• Directions for this task:
All of the records must be given again exactly.

• Material to process:
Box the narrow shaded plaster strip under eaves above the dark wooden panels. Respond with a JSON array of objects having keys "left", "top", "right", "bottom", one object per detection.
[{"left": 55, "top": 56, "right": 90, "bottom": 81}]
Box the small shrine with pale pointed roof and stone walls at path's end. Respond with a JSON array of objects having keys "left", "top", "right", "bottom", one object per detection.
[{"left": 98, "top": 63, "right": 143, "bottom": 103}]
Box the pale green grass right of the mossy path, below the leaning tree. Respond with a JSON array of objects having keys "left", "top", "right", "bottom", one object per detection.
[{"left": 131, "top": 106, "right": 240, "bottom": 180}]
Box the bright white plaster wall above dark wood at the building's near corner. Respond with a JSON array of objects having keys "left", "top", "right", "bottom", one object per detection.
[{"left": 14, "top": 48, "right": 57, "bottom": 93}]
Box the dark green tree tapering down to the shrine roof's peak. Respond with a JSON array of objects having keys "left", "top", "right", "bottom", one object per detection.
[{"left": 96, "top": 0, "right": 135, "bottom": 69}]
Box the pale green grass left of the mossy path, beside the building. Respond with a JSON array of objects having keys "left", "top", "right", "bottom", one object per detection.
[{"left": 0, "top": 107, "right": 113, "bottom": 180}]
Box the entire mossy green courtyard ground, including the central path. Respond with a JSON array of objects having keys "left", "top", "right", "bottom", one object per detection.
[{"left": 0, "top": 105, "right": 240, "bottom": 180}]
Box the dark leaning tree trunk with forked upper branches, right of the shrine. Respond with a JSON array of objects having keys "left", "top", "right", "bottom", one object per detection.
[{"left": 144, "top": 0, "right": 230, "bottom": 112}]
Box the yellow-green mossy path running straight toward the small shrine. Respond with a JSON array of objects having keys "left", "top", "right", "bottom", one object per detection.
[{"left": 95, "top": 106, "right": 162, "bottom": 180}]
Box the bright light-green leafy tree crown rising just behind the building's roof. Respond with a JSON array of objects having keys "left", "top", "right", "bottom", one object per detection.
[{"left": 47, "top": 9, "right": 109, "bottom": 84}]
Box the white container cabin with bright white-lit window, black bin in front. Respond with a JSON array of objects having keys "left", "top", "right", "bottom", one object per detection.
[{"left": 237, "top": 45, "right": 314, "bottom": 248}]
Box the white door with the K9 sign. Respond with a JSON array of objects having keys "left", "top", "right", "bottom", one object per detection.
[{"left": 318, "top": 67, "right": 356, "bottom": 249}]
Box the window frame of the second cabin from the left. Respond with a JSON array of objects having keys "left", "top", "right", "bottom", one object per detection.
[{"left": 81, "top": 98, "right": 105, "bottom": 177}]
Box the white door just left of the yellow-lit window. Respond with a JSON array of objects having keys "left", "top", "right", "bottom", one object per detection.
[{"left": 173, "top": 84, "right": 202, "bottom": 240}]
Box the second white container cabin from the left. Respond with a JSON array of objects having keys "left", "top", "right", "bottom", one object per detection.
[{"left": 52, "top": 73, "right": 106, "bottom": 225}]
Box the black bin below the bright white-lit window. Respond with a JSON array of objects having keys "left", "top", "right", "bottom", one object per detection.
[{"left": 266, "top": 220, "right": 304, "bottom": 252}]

• Completed task:
Box the narrow shaded plaster strip under eaves above the dark wooden panels. Respond with a JSON array of objects having keys "left", "top", "right", "bottom", one object per detection.
[{"left": 55, "top": 56, "right": 90, "bottom": 81}]
Box the small shrine with pale pointed roof and stone walls at path's end. Respond with a JSON array of objects having keys "left", "top", "right", "bottom", one object per detection.
[{"left": 98, "top": 63, "right": 143, "bottom": 103}]
Box the pale green grass right of the mossy path, below the leaning tree. Respond with a JSON array of objects having keys "left", "top", "right", "bottom", one object per detection.
[{"left": 131, "top": 106, "right": 240, "bottom": 180}]
Box the bright white plaster wall above dark wood at the building's near corner. Respond with a JSON array of objects having keys "left", "top", "right", "bottom", one object per detection.
[{"left": 14, "top": 48, "right": 57, "bottom": 93}]
Box the dark green tree tapering down to the shrine roof's peak. Respond with a JSON array of objects having keys "left", "top", "right", "bottom", one object per detection.
[{"left": 96, "top": 0, "right": 135, "bottom": 69}]
Box the pale green grass left of the mossy path, beside the building. Respond with a JSON array of objects having keys "left", "top", "right", "bottom", one object per detection.
[{"left": 0, "top": 107, "right": 113, "bottom": 180}]
Box the entire mossy green courtyard ground, including the central path. Respond with a JSON array of objects having keys "left", "top", "right", "bottom", one object per detection.
[{"left": 0, "top": 105, "right": 240, "bottom": 180}]
Box the dark leaning tree trunk with forked upper branches, right of the shrine. Respond with a JSON array of objects having keys "left", "top", "right", "bottom", one object per detection.
[{"left": 144, "top": 0, "right": 230, "bottom": 112}]
Box the yellow-green mossy path running straight toward the small shrine. Respond with a JSON array of objects having keys "left", "top", "right", "bottom", one object per detection.
[{"left": 95, "top": 106, "right": 162, "bottom": 180}]
Box the bright light-green leafy tree crown rising just behind the building's roof. Respond with a JSON array of objects having keys "left", "top", "right", "bottom", one object per detection.
[{"left": 47, "top": 9, "right": 109, "bottom": 84}]
Box the white container cabin with bright white-lit window, black bin in front. Respond with a JSON array of objects having keys "left", "top", "right", "bottom", one object per detection.
[{"left": 237, "top": 45, "right": 314, "bottom": 248}]
Box the white door with the K9 sign. Respond with a JSON array of objects having keys "left", "top", "right", "bottom", one object per detection.
[{"left": 318, "top": 67, "right": 356, "bottom": 249}]
Box the window frame of the second cabin from the left. Respond with a JSON array of objects having keys "left", "top", "right", "bottom", one object per detection.
[{"left": 81, "top": 98, "right": 105, "bottom": 177}]
Box the white door just left of the yellow-lit window. Respond with a JSON array of objects having keys "left", "top", "right", "bottom", one object per detection.
[{"left": 173, "top": 84, "right": 202, "bottom": 240}]
Box the second white container cabin from the left. Respond with a JSON array of objects having keys "left", "top", "right", "bottom", one object per detection.
[{"left": 52, "top": 73, "right": 106, "bottom": 225}]
Box the black bin below the bright white-lit window. Respond with a JSON array of objects having keys "left", "top", "right", "bottom", one object per detection.
[{"left": 266, "top": 220, "right": 304, "bottom": 252}]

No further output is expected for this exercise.